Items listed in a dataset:
☆ ☆ ☆ ☆

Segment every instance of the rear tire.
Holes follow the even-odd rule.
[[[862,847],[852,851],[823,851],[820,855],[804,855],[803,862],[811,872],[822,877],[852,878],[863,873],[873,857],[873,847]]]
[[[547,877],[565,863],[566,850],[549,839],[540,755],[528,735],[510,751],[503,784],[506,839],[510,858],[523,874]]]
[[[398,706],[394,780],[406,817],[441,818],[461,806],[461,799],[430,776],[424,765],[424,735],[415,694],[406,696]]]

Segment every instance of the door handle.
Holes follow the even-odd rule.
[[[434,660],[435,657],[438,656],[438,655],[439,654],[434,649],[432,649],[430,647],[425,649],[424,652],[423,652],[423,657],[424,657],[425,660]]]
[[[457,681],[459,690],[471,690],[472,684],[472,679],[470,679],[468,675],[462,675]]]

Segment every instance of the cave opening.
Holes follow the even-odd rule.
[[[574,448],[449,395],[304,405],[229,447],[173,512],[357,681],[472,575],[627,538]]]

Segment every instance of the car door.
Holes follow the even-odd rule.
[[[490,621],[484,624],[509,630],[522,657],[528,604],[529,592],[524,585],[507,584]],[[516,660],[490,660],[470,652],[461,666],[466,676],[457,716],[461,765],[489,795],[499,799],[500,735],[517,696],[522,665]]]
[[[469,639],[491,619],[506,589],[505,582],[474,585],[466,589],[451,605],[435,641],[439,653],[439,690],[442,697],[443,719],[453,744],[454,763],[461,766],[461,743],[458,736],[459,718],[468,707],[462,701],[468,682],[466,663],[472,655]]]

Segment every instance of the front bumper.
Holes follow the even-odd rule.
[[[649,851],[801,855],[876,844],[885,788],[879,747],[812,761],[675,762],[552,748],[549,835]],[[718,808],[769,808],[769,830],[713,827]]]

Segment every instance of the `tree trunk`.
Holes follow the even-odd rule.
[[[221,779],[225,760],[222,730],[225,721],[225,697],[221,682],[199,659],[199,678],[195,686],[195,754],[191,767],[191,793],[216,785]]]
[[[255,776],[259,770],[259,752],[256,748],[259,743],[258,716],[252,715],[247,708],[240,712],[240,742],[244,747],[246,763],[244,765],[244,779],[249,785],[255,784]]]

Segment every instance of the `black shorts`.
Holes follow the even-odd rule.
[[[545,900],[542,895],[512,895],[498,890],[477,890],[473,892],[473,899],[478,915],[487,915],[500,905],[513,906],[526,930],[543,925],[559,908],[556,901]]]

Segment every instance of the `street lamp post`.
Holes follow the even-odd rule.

☆ ☆ ☆ ☆

## Task requirements
All of the data must be set down again exactly.

## Reply to the task
Segment every instance of the rear tire.
Holes follow the even-odd rule.
[[[862,847],[852,851],[823,851],[820,855],[804,855],[803,862],[811,872],[822,877],[852,878],[863,873],[873,857],[873,847]]]
[[[547,877],[565,863],[566,850],[549,839],[540,755],[528,735],[510,751],[503,784],[506,839],[510,858],[523,874]]]
[[[398,706],[394,780],[406,817],[441,818],[461,806],[461,799],[430,776],[424,765],[424,735],[415,694],[406,696]]]

Segment every instance of the door handle.
Holes follow the even-odd rule.
[[[434,660],[435,657],[438,656],[438,655],[439,654],[434,649],[432,649],[430,647],[425,649],[424,652],[423,652],[423,657],[424,657],[425,660]]]
[[[457,681],[459,690],[471,690],[472,684],[472,679],[470,679],[468,675],[462,675]]]

Segment every instance of the cave opening.
Holes follow the even-odd rule.
[[[574,448],[449,395],[304,405],[229,447],[173,512],[357,681],[472,575],[627,538]]]

Segment every instance of the car door.
Holes follow the even-odd rule.
[[[490,621],[484,624],[509,630],[522,657],[528,604],[529,592],[524,585],[507,584]],[[516,660],[490,660],[470,652],[461,666],[466,676],[457,716],[461,765],[489,795],[499,799],[500,735],[517,696],[522,665]]]
[[[469,639],[491,619],[506,589],[505,582],[474,585],[466,589],[451,605],[435,641],[439,653],[439,690],[442,697],[443,719],[453,744],[454,763],[461,766],[461,743],[458,736],[459,718],[468,707],[462,701],[468,682],[466,663],[472,655]]]

Segment every instance of the front bumper.
Holes follow the even-odd rule.
[[[649,851],[801,855],[876,844],[885,788],[879,747],[812,761],[675,762],[552,748],[549,835]],[[718,808],[769,808],[769,830],[713,827]]]

Segment every instance of the `tree trunk`.
Holes follow the even-odd rule.
[[[221,779],[225,760],[222,730],[225,721],[225,697],[221,682],[199,659],[199,678],[195,686],[195,754],[191,767],[191,793],[216,785]]]
[[[255,776],[259,770],[259,752],[256,748],[259,743],[258,716],[252,715],[247,708],[240,712],[240,742],[244,747],[246,763],[244,765],[244,779],[249,785],[255,784]]]

Segment every instance of the `black shorts`.
Holes follow the even-odd rule.
[[[545,900],[542,895],[512,895],[498,890],[477,890],[473,892],[473,899],[478,915],[487,915],[500,905],[513,906],[526,930],[543,925],[559,908],[556,901]]]

Segment every instance of the `street lamp post`.
Holes follow the even-odd rule.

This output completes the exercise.